Give the records below again, word for word. No pictures belong in the copy.

Dataset entries:

Segment Open

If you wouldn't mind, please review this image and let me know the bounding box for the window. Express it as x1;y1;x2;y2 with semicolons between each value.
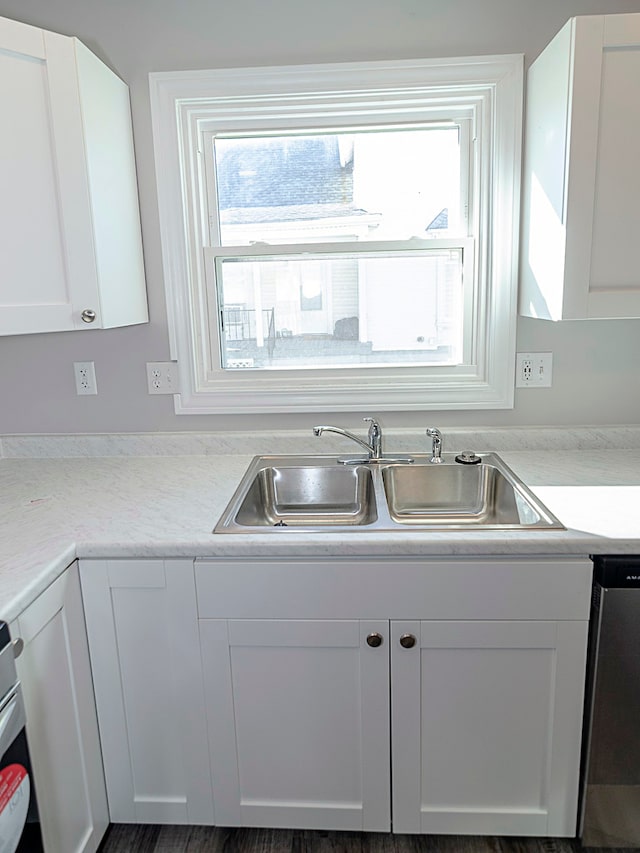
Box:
150;56;522;413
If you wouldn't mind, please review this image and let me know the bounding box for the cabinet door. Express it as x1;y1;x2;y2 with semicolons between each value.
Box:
0;18;81;333
13;563;109;853
200;619;390;831
581;15;640;317
391;619;588;836
521;13;640;320
0;15;147;335
80;559;213;824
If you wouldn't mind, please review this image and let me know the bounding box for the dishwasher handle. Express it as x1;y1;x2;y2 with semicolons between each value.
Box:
0;686;26;758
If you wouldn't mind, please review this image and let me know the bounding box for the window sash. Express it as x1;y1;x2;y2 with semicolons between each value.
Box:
202;119;474;249
204;238;476;372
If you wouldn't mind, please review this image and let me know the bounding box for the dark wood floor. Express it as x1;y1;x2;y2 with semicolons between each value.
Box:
97;826;626;853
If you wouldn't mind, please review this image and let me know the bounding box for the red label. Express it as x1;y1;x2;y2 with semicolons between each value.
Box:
0;766;27;815
0;764;30;853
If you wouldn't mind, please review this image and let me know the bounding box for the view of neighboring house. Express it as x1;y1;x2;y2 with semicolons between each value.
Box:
213;130;464;369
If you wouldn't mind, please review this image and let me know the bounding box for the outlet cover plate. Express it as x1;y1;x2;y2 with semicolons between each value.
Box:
146;361;179;394
74;361;98;395
516;352;553;388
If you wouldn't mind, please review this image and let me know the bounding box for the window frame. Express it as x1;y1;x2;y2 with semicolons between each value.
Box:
149;55;523;414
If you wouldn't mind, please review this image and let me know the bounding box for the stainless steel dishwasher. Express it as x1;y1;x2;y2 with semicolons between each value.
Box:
580;555;640;848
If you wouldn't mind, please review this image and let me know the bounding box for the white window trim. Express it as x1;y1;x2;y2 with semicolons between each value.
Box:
149;55;523;414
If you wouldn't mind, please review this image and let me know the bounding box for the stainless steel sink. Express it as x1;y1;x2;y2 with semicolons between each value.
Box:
214;453;564;533
382;459;551;527
218;457;377;530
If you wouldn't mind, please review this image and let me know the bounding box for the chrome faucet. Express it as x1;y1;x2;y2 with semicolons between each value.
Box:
313;417;384;460
426;427;443;463
313;418;414;465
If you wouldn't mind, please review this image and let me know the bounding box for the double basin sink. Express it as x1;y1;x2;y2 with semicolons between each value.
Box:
214;453;563;533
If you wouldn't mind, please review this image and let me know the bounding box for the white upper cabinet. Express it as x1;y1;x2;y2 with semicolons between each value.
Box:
0;15;148;335
520;13;640;320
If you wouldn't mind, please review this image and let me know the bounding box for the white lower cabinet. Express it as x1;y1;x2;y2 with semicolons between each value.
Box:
390;619;588;835
11;562;109;853
199;618;391;831
196;557;592;837
77;556;591;838
79;559;213;824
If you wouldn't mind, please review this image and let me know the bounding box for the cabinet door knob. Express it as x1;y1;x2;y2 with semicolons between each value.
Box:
81;309;97;323
399;633;416;649
12;638;24;659
366;632;383;648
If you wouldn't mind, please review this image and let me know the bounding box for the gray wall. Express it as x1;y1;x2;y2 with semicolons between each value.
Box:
2;0;640;434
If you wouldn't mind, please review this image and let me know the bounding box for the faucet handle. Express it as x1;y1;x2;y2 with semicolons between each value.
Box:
363;417;382;458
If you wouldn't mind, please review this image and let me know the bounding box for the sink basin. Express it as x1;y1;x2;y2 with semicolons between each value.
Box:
214;453;563;533
382;460;549;527
218;458;377;529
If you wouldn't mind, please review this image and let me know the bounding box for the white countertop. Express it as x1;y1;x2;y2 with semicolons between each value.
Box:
1;445;640;623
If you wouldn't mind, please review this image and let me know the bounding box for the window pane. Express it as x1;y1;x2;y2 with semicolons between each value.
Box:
214;128;461;246
217;250;463;369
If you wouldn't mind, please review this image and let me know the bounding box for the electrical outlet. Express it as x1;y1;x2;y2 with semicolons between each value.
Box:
146;361;179;394
73;361;97;395
516;352;553;388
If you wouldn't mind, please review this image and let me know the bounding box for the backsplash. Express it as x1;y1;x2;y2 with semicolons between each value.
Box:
2;426;640;458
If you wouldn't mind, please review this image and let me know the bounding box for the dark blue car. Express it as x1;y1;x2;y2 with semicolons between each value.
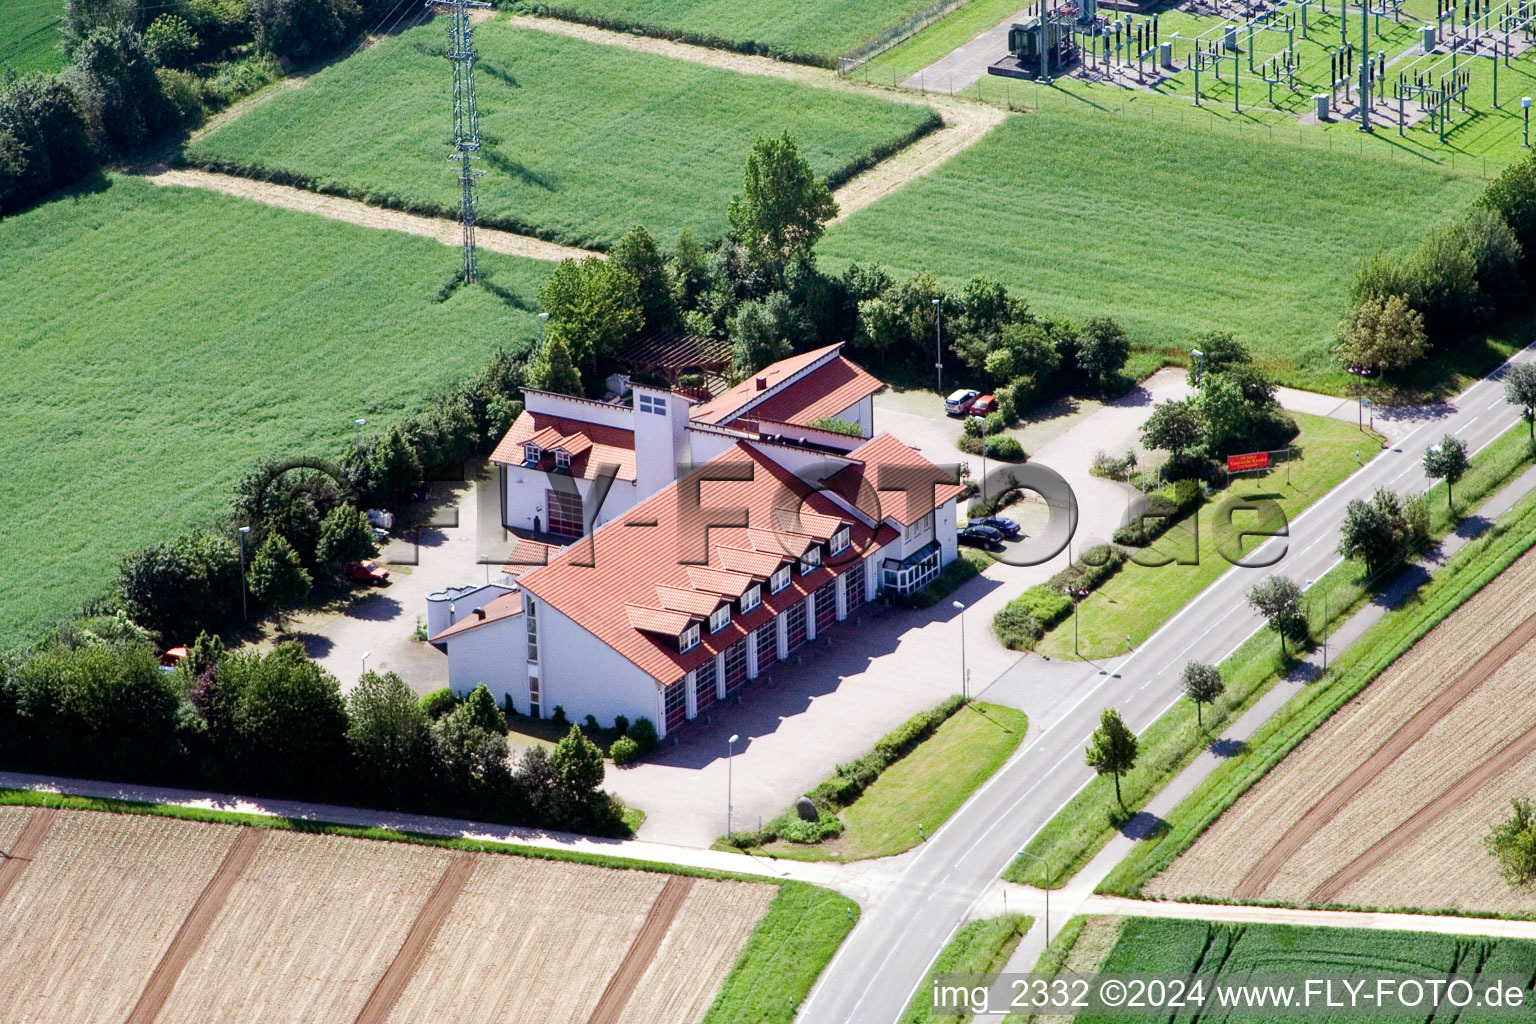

Segment Closed

— TASK RESPONSE —
If you wouldn't mind, please review this image and let me know the bounding box for the window. Express it as x1;y1;x2;y2 with semicolons between each value.
Box:
150;56;522;413
If you wouldn't mind, please review this image and let me know the bounding box for the cabinet door. Express it as x1;y1;x2;y2 with semicolons between each value.
Box:
0;18;81;333
13;563;109;853
200;619;390;831
581;15;640;317
391;619;588;836
521;13;640;320
0;15;147;335
80;559;213;824
If you wouldn't mind, please review this image and let me know the bounding box for the dishwasher handle. Express it as x1;y1;x2;y2 with semicolons between each value.
Box:
0;686;26;758
If you wouldn't mind, please review this image and let me know the bounding box for the window sash. Express it as x1;y1;x2;y2 with semicolons between each value.
Box:
202;119;474;249
204;238;476;372
If you wouldn't mind, please review this image and let me know the bounding box for the dark wood floor. Express it as x1;y1;x2;y2 with semicolons between each value.
Box:
97;826;626;853
If you wouldn't mind, please review this image and let me know the bounding box for the red label. Express it as x1;y1;x2;y2 with semicolons between each value.
Box:
0;766;27;815
0;764;30;853
If you wouldn't mind, please review this image and let me know the bounding box for the view of neighboring house. Express it as x1;y1;x2;y2 with semicolons between each value.
Box:
213;130;464;369
If you wouldn't mind, please review this image and let me know the bounding box for the outlet cover plate. Express it as x1;y1;x2;y2 with semicolons between each value.
Box:
146;361;179;394
74;361;98;395
516;352;553;388
If you wouldn't mind, please review this image and let me know the bounding box for the window frame. Express it as x1;y1;x2;y2 with semicolons between each value.
Box:
149;55;523;414
If you wouldn't mind, please review this image and let me know the bounding box for the stainless steel dishwasher. Express it as x1;y1;x2;y2 with semicolons between each value.
Box:
580;555;640;848
If you wouldn't mind, please review this image and let me know the bounding box for the white window trim. Express it as x1;y1;x2;y2 with semicolons between each value.
Box:
149;55;523;414
If you wouldn't mind, please review this image and let me know the bounding box for the stainless steel sink. Express it as x1;y1;x2;y2 with semicolons between each value.
Box:
214;453;564;533
382;459;551;527
218;457;377;530
If you wouldn't mind, please review this image and let me know the bounding box for the chrome faucet. Express it as x1;y1;x2;y2 with semicolons between each value.
Box:
313;417;384;460
426;427;443;463
313;418;414;465
If you wouldn't mind, please review this image and let me know the bounding box for the double basin sink. Express it as x1;y1;x2;y2 with semicolons between each value.
Box:
214;453;563;533
If you wouldn't mind, please review this image and let me know the bounding box for the white upper cabinet. Express it as x1;y1;x2;y2 with semicolons between each value.
Box:
0;15;148;335
520;13;640;320
If you wouldn't mind, please review this image and let me know the bounding box for the white lower cabinet. Express it as x1;y1;x2;y2 with semicolons between each value.
Box:
390;619;588;835
11;562;109;853
199;618;391;831
196;557;592;837
77;556;591;838
79;559;213;824
If you wouldn't mind, please review this image and let me know the bounding box for the cabinet door knob. Express it as x1;y1;x2;y2 with semicolons between each value.
Box:
81;309;97;323
399;633;416;649
12;638;24;659
366;632;383;648
If you wouldn't mind, please review this image and let me know the bounding box for the gray wall. Express it as x1;y1;x2;y2 with semicolons between each value.
Box:
2;0;640;434
If you wouldn't mind, please review this image and let me know the bounding box for the faucet handle. Express it as x1;y1;x2;y2 with semicolons between each value.
Box:
363;417;382;458
If you wouldn't mind, please review this image and let me know the bounding box for the sink basin. Express it as x1;y1;x2;y2 with semicolons between each value.
Box:
214;453;563;533
382;460;549;527
218;458;377;529
If you wouldn't mind, please review this image and let me know the bounding box for the white countertop. Express it as x1;y1;x2;y2 with semicolons between each value.
Box:
1;445;640;623
If you wouldn't mind, please review this image and let me know the bounding box for the window pane. Express it as x1;y1;x2;y2 with semicolons between each value.
Box:
214;128;461;246
217;250;463;369
If you wouldn't mind, please review this image and let me know the bounding box for the electrical outlet. Express it as x1;y1;x2;y2 with semicolons between each value.
Box:
146;361;179;394
73;361;97;395
516;352;553;388
If you wouldn't mind, please review this image and let me know the bounding box for the backsplash. Express it as x1;y1;x2;y2 with semicolons between each value.
Box:
2;426;640;458
If you wouldn't mind, please review this image and let me know the bounding box for the dark blue car. Express it as x1;y1;x2;y2 with semicolons between each value.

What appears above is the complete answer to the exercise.